Excerpts from point annotation data:
######
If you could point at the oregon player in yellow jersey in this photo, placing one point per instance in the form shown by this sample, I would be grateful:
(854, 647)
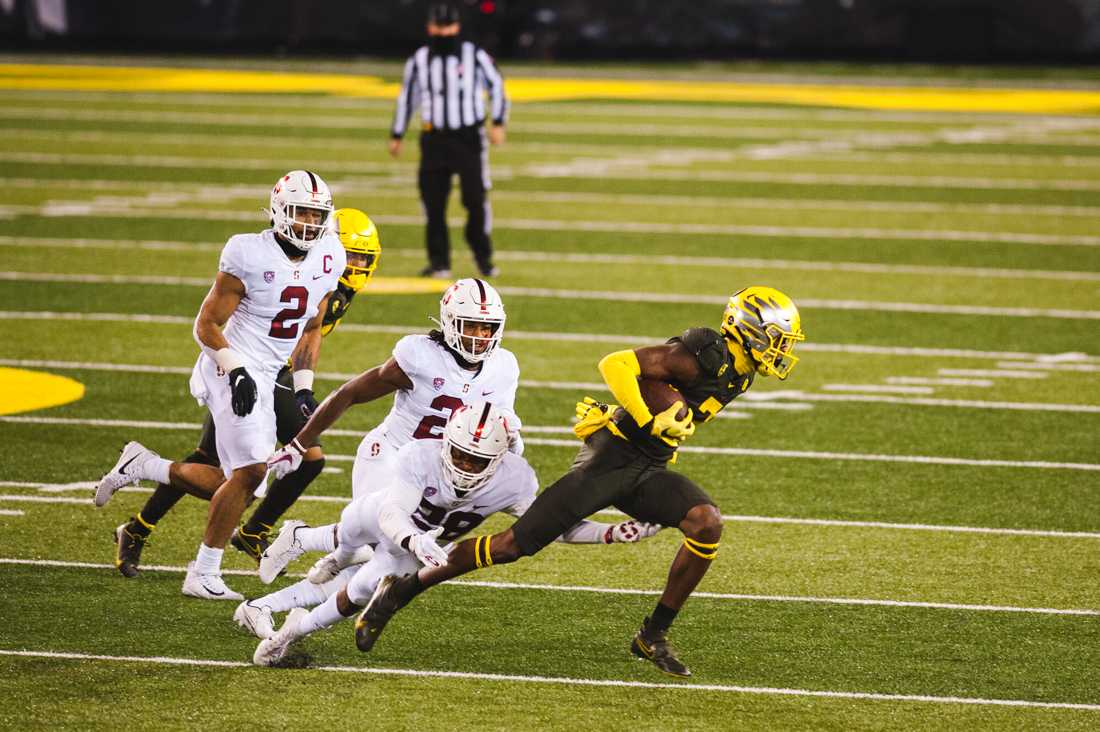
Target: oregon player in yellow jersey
(293, 406)
(624, 462)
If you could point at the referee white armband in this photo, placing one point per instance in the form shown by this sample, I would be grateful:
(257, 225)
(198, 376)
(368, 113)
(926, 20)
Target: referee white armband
(227, 359)
(303, 379)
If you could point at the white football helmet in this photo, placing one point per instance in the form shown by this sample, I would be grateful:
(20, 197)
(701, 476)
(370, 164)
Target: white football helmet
(295, 196)
(476, 436)
(466, 304)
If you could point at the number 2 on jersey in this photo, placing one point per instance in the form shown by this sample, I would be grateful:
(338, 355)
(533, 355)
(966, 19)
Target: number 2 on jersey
(298, 296)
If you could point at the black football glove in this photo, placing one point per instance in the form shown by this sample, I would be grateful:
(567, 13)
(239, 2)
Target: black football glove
(244, 391)
(307, 403)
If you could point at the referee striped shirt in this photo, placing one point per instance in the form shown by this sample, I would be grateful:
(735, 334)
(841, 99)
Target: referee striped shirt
(449, 90)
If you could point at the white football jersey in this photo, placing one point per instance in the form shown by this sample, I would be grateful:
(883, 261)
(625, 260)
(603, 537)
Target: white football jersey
(440, 385)
(512, 489)
(281, 296)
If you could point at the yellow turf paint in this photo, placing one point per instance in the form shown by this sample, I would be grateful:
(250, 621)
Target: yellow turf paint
(25, 391)
(123, 78)
(406, 285)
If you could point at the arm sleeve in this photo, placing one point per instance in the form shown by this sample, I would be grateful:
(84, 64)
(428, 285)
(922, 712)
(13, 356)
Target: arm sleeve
(395, 513)
(498, 100)
(405, 100)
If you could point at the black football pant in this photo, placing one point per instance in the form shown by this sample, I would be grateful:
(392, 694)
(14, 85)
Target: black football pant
(444, 153)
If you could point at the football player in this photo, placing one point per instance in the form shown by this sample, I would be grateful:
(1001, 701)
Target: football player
(363, 248)
(265, 307)
(624, 462)
(437, 494)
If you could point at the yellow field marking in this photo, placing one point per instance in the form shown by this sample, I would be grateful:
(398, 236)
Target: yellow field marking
(406, 285)
(122, 78)
(25, 391)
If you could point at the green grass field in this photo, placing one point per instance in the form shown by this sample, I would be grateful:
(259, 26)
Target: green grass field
(912, 520)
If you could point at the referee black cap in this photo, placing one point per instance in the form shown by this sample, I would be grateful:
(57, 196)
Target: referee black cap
(443, 13)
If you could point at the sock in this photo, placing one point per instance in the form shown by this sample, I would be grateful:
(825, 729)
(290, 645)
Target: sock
(157, 469)
(303, 593)
(282, 494)
(321, 616)
(318, 538)
(208, 561)
(662, 616)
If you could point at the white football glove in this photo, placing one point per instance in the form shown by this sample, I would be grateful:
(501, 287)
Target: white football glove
(629, 532)
(286, 459)
(426, 549)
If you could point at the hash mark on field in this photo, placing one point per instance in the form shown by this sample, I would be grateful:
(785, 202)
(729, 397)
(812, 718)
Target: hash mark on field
(613, 590)
(572, 681)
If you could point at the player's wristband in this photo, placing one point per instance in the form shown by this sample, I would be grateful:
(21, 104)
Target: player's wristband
(303, 379)
(228, 359)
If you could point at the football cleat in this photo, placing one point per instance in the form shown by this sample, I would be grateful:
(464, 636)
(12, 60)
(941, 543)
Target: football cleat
(272, 649)
(384, 603)
(254, 545)
(127, 471)
(207, 587)
(130, 544)
(282, 552)
(255, 619)
(653, 645)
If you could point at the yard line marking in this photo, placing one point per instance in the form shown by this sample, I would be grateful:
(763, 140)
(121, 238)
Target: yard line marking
(613, 590)
(519, 255)
(682, 298)
(941, 382)
(568, 337)
(878, 389)
(993, 373)
(574, 681)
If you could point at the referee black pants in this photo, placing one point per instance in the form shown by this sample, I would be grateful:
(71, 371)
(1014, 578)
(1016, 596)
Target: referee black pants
(444, 153)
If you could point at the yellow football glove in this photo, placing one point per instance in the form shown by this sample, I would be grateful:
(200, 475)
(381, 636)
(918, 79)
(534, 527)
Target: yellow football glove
(670, 429)
(592, 416)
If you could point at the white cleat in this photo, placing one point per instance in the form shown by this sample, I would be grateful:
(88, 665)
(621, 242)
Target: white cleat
(282, 552)
(127, 471)
(327, 568)
(255, 619)
(208, 587)
(271, 651)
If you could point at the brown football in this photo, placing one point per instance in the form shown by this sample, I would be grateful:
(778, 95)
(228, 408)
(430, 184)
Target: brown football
(660, 395)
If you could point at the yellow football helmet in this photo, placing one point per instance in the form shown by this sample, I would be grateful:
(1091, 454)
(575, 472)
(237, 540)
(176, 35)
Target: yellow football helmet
(360, 237)
(766, 324)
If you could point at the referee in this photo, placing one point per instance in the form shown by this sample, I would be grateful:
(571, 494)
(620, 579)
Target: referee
(444, 79)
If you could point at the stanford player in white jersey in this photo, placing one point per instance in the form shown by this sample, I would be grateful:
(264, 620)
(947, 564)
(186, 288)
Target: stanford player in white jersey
(437, 492)
(265, 307)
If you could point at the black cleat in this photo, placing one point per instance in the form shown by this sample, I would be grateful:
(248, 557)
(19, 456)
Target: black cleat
(130, 543)
(254, 545)
(653, 645)
(384, 604)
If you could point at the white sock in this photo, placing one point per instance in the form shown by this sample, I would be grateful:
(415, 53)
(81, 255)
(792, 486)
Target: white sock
(156, 469)
(321, 616)
(208, 561)
(299, 594)
(317, 538)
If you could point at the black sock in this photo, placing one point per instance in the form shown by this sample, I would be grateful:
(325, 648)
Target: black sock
(662, 616)
(282, 495)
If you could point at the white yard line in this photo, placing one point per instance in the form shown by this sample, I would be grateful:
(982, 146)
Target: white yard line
(905, 351)
(612, 590)
(573, 295)
(810, 455)
(164, 661)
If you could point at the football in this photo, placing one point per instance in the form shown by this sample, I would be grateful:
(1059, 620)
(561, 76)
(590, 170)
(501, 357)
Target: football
(659, 396)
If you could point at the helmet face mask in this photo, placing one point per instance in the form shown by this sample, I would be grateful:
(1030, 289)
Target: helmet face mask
(360, 239)
(300, 208)
(471, 315)
(474, 443)
(767, 325)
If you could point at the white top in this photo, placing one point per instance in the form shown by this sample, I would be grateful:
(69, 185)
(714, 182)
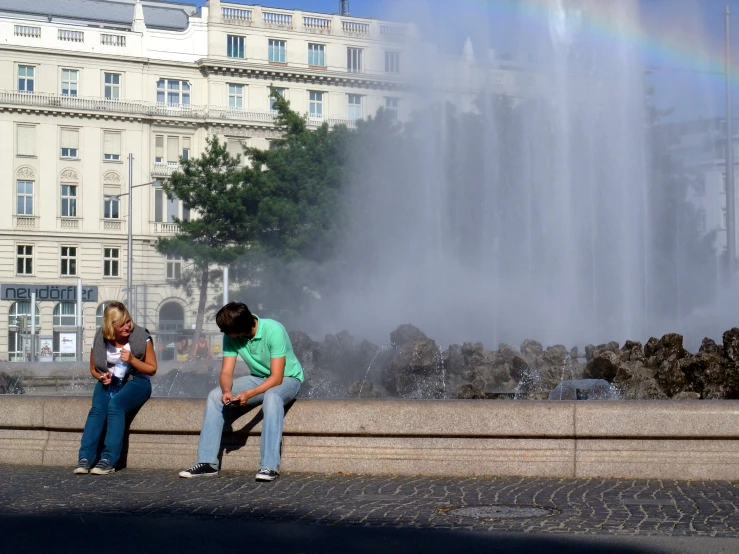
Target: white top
(114, 354)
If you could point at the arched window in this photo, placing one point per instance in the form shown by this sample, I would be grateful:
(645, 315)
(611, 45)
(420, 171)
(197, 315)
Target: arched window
(99, 313)
(65, 314)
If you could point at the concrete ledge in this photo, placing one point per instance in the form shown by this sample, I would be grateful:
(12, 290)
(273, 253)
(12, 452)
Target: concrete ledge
(669, 439)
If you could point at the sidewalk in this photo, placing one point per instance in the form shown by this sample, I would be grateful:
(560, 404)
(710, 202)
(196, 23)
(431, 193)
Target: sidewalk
(154, 510)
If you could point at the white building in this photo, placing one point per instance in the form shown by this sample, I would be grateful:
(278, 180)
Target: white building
(85, 83)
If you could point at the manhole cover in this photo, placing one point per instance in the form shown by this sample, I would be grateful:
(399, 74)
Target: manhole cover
(500, 512)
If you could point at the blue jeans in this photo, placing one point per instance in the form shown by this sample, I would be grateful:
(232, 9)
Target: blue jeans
(113, 412)
(273, 408)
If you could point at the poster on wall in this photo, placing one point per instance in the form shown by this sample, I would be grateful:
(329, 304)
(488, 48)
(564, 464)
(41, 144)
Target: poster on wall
(45, 351)
(68, 343)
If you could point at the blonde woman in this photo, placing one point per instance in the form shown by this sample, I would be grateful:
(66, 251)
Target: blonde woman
(123, 361)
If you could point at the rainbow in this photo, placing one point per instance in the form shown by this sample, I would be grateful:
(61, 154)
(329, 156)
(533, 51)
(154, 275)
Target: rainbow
(665, 45)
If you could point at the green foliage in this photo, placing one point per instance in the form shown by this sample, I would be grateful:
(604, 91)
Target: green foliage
(211, 188)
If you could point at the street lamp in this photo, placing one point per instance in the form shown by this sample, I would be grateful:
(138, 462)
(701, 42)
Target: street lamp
(129, 269)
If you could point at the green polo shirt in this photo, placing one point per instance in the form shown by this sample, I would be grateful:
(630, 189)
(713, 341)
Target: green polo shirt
(271, 341)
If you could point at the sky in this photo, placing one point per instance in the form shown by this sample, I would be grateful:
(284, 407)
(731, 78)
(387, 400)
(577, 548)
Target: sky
(681, 40)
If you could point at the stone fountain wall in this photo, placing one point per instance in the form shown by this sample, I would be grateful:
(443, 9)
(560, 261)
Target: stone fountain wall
(639, 439)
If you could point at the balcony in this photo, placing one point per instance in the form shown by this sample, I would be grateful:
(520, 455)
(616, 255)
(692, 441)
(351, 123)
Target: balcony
(113, 225)
(166, 228)
(141, 108)
(26, 221)
(164, 169)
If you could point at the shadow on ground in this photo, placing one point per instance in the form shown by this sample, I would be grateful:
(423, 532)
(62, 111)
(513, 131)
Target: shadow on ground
(82, 533)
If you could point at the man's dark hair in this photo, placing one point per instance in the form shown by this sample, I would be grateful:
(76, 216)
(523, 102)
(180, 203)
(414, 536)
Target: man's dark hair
(234, 317)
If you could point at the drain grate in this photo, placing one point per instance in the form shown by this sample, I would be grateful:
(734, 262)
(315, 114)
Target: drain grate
(499, 511)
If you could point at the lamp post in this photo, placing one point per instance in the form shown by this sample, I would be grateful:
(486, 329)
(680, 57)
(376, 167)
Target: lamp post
(730, 192)
(129, 268)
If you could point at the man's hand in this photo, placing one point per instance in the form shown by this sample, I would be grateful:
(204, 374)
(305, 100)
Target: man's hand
(241, 398)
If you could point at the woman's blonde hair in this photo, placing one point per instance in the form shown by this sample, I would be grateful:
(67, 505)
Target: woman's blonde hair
(115, 315)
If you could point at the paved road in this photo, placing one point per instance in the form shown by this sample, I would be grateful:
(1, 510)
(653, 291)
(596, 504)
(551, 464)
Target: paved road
(51, 510)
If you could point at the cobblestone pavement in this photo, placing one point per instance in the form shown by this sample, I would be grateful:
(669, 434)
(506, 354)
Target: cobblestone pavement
(572, 506)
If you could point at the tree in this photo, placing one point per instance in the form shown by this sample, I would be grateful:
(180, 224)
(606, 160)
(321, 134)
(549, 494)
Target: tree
(211, 186)
(292, 195)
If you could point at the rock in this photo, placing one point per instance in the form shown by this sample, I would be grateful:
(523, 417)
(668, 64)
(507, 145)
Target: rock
(635, 381)
(593, 351)
(709, 346)
(517, 367)
(413, 369)
(632, 351)
(469, 392)
(671, 378)
(668, 348)
(731, 344)
(604, 366)
(406, 334)
(584, 389)
(687, 396)
(531, 349)
(706, 374)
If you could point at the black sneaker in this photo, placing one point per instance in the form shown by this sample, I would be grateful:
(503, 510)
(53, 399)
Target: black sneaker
(267, 475)
(199, 470)
(83, 467)
(103, 467)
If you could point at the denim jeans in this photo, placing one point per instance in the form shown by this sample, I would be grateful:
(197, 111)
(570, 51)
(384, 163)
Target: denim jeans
(111, 411)
(273, 408)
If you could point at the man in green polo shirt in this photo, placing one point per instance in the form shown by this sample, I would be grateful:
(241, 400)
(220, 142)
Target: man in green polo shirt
(275, 379)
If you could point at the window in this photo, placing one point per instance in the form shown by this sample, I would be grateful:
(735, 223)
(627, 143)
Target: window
(69, 200)
(24, 259)
(68, 259)
(26, 78)
(111, 257)
(100, 312)
(316, 104)
(26, 140)
(111, 206)
(392, 62)
(277, 51)
(392, 105)
(113, 86)
(173, 150)
(235, 46)
(317, 55)
(165, 210)
(173, 92)
(174, 266)
(355, 106)
(111, 146)
(158, 149)
(65, 314)
(236, 96)
(70, 80)
(354, 60)
(19, 330)
(281, 92)
(24, 198)
(70, 142)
######
Format the material from the line containing "If you could point at the rock" down to its last line, both ends included, as a JSON list with one string per line and blank lines omitted.

Task output:
[
  "If you could point at the rock in this photo, placing one point per instance in the form shown by this sample, I would be grateful:",
  "(523, 417)",
  "(668, 64)",
  "(507, 145)",
  "Target: rock",
  "(635, 381)",
  "(593, 351)",
  "(709, 346)",
  "(517, 367)",
  "(413, 369)",
  "(632, 351)",
  "(469, 392)",
  "(671, 378)",
  "(668, 348)",
  "(731, 344)",
  "(604, 366)",
  "(406, 334)",
  "(584, 389)",
  "(687, 396)",
  "(531, 349)",
  "(706, 374)",
  "If you could point at the black sneaker in this photo, placing one point per instance in the form shown by this sample, I would be grateful:",
  "(503, 510)",
  "(53, 399)",
  "Target: black sneaker",
  "(267, 475)",
  "(199, 470)",
  "(83, 467)",
  "(103, 467)",
  "If you could point at the denim jeans in this photo, placing one point per instance in the form shown by this sample, I would be grateful:",
  "(197, 111)",
  "(570, 51)",
  "(384, 163)",
  "Target: denim jeans",
  "(111, 411)",
  "(273, 408)",
  "If you could point at the man in green polo shirt in this photo, placing one point per instance in the form shown by this sample, I would be grateful:",
  "(241, 400)",
  "(220, 142)",
  "Target: man in green polo shirt",
  "(275, 379)",
  "If you could point at the window in this photo, placing one point per instance in the form shown by this sample, I would be grateful:",
  "(735, 223)",
  "(627, 143)",
  "Target: window",
  "(69, 200)",
  "(24, 259)",
  "(68, 259)",
  "(26, 78)",
  "(111, 257)",
  "(100, 312)",
  "(316, 104)",
  "(26, 140)",
  "(111, 206)",
  "(392, 62)",
  "(277, 51)",
  "(392, 105)",
  "(113, 86)",
  "(173, 150)",
  "(235, 46)",
  "(317, 55)",
  "(165, 210)",
  "(173, 92)",
  "(174, 266)",
  "(355, 106)",
  "(111, 146)",
  "(158, 149)",
  "(65, 314)",
  "(236, 96)",
  "(70, 80)",
  "(354, 60)",
  "(19, 330)",
  "(281, 92)",
  "(24, 198)",
  "(70, 142)"
]